**TASK DESCRIPTION**
Write out each line of the material exactly as given, and drop the images.
┌──
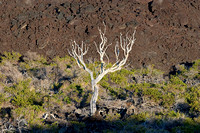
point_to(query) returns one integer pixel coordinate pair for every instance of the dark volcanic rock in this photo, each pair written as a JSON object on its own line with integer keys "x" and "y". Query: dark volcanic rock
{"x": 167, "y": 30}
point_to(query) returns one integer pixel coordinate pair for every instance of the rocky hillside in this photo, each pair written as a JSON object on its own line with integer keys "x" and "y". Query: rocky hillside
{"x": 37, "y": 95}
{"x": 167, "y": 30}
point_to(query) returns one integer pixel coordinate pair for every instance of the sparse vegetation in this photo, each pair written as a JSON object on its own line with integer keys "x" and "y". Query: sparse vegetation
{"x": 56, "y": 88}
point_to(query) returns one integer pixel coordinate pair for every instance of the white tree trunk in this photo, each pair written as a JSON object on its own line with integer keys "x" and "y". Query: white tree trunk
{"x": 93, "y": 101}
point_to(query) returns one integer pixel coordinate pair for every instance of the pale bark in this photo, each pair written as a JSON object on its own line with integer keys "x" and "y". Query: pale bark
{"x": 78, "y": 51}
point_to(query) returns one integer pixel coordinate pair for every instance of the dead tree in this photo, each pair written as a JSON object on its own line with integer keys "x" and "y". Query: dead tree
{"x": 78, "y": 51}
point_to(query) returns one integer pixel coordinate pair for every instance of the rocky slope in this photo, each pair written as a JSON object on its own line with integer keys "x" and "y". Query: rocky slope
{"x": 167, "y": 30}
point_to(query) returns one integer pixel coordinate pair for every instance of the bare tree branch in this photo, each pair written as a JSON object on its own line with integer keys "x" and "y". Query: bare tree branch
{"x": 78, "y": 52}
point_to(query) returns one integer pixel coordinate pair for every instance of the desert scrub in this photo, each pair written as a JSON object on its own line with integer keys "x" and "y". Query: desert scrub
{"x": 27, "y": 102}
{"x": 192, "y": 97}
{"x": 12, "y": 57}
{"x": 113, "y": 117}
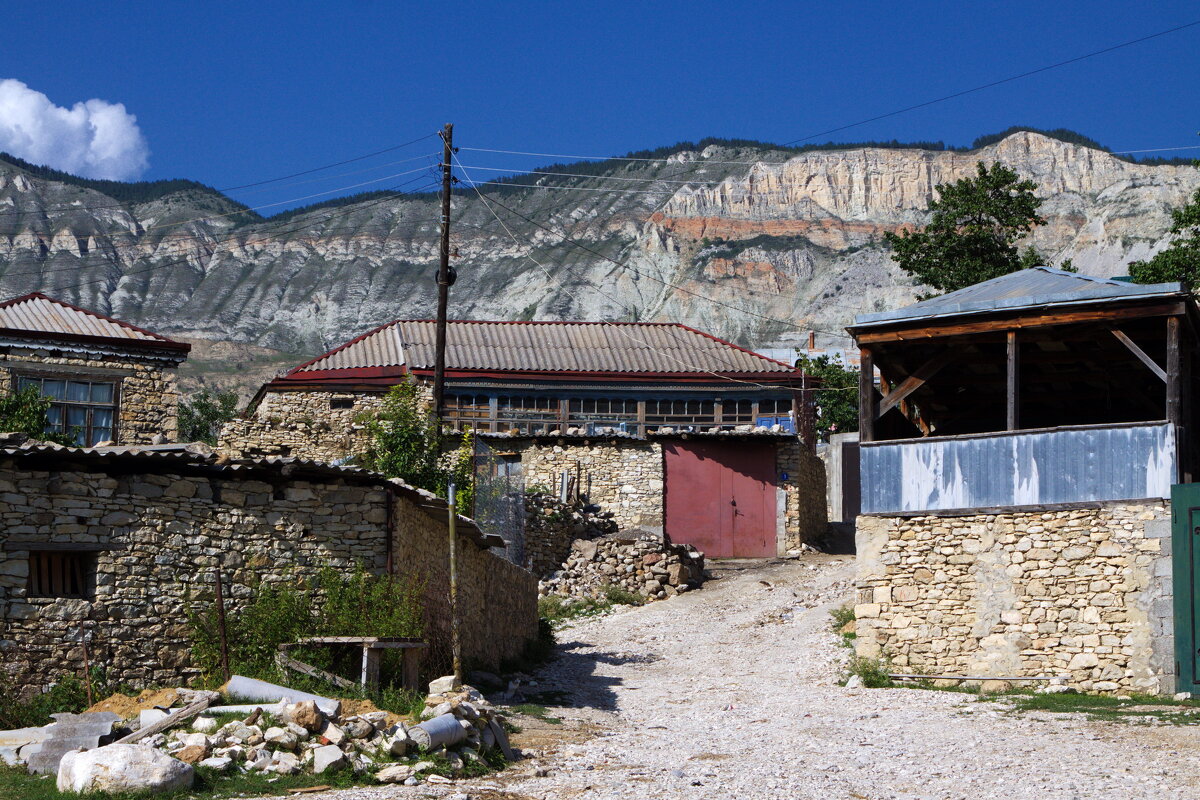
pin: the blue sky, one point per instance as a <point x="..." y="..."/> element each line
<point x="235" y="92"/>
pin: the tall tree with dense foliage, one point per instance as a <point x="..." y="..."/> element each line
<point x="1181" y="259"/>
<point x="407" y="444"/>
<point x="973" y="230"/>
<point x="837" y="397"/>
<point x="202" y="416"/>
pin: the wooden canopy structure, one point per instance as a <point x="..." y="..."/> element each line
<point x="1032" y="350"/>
└──
**SOLUTION FOR THIS EXERCISE**
point_to(query) returns one integer pixel coordinate pair for every instance of the dark volcanic rock in this photo, each pair written as a JSON object on its own line with integer keys "x" and "y". Query: dark volcanic rock
{"x": 167, "y": 30}
point_to(query) returns one integer pixel coordinate pair for every instance of the rocky hillside in this photo, each pair written as a JSON object on its own line with integer keys "x" and "y". Query: rocky hillside
{"x": 37, "y": 95}
{"x": 167, "y": 30}
point_to(query) returns one integer pixel coordinate pair for every instance of the sparse vegetation in this photo, each pair written as a JSON object on its own line with integer keys "x" and "y". Query: sparse vegetation
{"x": 56, "y": 88}
point_to(query) returns one integer pixel coordinate pair for every instance of the white tree trunk in this photo, each pair written as a JSON object on its own line with integer keys "x" and "y". Query: white tree trunk
{"x": 93, "y": 101}
point_to(query) returns one integer pixel coordinate pair for every instance of the pale bark in this photo, each pair written as a JSON object on its own line with integer keys "x" and "y". Query: pale bark
{"x": 78, "y": 51}
point_to(query) returns one integer pixel coordinate pair for every instance of the dead tree in this photo, each pair written as a JSON object on its own line with integer keys "x" and "y". Query: dead tree
{"x": 78, "y": 51}
point_to(query) returns one integer pixel coordinate pair for every instance of the rocky slope in this photo, each pair written as a JSON object on its own line with integer keys "x" and "y". Query: rocky slope
{"x": 167, "y": 30}
point_to(query) returns one integer pixel coordinate pair for every instance of the bare tree branch in this photo, each pair written as a JSON object on its own line with integer keys "x" and "y". Query: bare tree branch
{"x": 78, "y": 52}
point_to(query) returns one integer pixel coordinate pair for every instance of the desert scrub in this photo, each pair written as a JSON object on its own line with integer keys "x" and "y". Query: desert scrub
{"x": 27, "y": 102}
{"x": 192, "y": 97}
{"x": 12, "y": 57}
{"x": 113, "y": 117}
pin: the blue sky, one point per instance as a <point x="..." y="..."/> element each line
<point x="235" y="92"/>
pin: the tall tree with dense foliage, one point per instance as a <point x="..." y="..."/> element each line
<point x="1181" y="259"/>
<point x="407" y="444"/>
<point x="973" y="230"/>
<point x="837" y="397"/>
<point x="202" y="416"/>
pin: the wooden canopy structure, one point per instance as a <point x="..." y="..."/> element each line
<point x="1032" y="350"/>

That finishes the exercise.